··· DATA FOR ANALYSIS ···
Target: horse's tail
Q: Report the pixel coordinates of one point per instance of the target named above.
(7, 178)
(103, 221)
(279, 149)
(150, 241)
···
WHAT YOU SHOULD DO: Your task is to reproduce the full listing exactly.

ANSWER BOX:
Target: horse's tail
Q: Report the pixel coordinates of one point per instance of the target named above.
(7, 178)
(103, 221)
(279, 149)
(150, 241)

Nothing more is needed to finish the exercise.